Given passage START

Pearson (LON: PSON) share price slumped last Friday on a set of underwhelming trading results.
The education-focused stock crashed 14.9 percent despite a 10 percent rise in group revenue in the first nine months of 2021. Specifically, the 9 percent decline in US Higher Education courseware unsettled investors greatly.
The rise in covid cases among young adults disrupted enrolment and this may lead to lower revenue despite the earnings reassurances from the company. Pearson’s full year profits is predicted at £377 million.
Overlooking this, the new US learning app, Pearson+, was well-received and registered nearly 2 million users.
At the time of writing, Pearson’s share price extended its Friday drop and traded 3 percent lower at 601p.
Pearson share price dives to 2021 lows as investors dump the stock.

Given passage END
Data START

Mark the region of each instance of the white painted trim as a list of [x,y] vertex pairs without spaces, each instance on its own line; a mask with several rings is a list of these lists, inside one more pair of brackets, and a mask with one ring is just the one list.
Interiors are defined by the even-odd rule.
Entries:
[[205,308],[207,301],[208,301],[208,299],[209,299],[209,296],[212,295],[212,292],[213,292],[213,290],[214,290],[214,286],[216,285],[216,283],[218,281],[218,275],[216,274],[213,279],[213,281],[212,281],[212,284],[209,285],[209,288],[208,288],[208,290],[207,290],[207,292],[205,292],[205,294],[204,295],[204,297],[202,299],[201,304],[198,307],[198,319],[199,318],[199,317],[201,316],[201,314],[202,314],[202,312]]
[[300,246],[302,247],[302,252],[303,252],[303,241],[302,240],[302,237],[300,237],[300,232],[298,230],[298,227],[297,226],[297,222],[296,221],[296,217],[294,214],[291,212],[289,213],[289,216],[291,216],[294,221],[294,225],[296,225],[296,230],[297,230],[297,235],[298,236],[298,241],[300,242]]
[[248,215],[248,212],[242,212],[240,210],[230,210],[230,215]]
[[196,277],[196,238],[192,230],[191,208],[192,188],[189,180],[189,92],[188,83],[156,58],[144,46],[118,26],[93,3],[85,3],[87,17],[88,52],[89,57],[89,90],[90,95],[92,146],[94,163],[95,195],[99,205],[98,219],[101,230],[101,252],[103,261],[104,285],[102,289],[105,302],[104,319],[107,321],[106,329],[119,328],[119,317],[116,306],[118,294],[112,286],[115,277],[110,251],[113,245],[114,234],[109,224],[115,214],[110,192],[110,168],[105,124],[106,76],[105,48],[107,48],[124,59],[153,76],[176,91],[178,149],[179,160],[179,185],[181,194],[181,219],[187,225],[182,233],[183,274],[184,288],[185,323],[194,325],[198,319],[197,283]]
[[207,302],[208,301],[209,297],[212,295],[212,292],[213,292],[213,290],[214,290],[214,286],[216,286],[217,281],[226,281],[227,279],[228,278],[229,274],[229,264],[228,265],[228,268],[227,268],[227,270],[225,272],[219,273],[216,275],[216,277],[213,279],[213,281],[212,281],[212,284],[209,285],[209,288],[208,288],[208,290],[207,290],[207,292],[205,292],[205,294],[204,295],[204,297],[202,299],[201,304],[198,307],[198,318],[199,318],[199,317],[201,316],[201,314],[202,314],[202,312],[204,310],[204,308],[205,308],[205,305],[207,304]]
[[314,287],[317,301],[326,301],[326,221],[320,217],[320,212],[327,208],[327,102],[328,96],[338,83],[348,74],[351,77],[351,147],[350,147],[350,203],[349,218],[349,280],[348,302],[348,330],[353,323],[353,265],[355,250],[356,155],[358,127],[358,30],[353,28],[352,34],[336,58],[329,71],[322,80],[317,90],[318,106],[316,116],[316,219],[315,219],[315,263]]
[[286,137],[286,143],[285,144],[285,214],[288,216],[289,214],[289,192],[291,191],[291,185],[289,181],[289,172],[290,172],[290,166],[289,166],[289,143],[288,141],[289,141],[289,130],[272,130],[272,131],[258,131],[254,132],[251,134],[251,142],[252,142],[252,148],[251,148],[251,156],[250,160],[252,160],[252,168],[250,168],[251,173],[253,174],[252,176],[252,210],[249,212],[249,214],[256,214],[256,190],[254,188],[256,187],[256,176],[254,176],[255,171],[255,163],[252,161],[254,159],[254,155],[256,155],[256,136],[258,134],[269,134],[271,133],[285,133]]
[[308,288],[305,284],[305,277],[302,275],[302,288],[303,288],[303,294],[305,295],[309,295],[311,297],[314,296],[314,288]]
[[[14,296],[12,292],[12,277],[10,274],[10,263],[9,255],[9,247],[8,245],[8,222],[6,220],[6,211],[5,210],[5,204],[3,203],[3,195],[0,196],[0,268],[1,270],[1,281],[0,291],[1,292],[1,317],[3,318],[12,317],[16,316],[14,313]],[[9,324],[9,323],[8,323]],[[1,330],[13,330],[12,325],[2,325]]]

Data END
Data START

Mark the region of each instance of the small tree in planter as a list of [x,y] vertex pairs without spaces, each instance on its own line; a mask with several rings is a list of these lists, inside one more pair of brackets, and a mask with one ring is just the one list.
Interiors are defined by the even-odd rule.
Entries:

Data END
Data START

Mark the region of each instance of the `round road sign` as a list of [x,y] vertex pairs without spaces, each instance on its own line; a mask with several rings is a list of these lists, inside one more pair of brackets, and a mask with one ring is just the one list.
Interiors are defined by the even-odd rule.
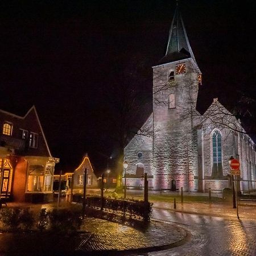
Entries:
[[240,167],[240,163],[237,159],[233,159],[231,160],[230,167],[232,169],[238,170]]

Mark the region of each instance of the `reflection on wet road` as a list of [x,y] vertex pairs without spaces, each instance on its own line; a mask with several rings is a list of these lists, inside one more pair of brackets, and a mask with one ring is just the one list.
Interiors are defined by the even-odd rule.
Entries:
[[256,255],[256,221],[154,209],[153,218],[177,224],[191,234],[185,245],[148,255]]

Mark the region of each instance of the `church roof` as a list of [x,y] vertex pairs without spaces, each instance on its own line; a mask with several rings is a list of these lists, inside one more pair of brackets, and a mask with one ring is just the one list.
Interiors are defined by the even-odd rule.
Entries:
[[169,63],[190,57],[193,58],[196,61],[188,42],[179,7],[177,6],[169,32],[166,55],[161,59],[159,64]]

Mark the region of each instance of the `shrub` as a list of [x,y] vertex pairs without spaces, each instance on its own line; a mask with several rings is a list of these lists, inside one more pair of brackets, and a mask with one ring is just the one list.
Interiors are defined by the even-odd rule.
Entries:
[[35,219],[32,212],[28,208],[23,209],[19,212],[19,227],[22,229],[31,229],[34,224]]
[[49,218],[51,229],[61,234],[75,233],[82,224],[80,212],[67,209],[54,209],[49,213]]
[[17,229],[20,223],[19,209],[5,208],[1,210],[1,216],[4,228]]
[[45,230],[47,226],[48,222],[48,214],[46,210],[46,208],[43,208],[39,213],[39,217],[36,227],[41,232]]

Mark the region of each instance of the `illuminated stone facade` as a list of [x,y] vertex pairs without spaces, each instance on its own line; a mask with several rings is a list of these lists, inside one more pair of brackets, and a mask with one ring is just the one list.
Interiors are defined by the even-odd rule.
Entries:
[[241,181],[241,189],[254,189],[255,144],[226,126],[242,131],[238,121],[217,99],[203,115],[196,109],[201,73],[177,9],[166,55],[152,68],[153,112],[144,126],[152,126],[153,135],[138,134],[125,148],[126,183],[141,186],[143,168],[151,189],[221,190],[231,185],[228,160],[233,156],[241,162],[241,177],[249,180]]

Data END

--- Task details ---
Transcribe word for word the part of the Pearson share price article above, starting with "The rise in" and going on through "dump the stock.".

--- Exercise answer ---
The rise in covid cases among young adults disrupted enrolment and this may lead to lower revenue despite the earnings reassurances from the company. Pearson’s full year profits is predicted at £377 million.
Overlooking this, the new US learning app, Pearson+, was well-received and registered nearly 2 million users.
At the time of writing, Pearson’s share price extended its Friday drop and traded 3 percent lower at 601p.
Pearson share price dives to 2021 lows as investors dump the stock.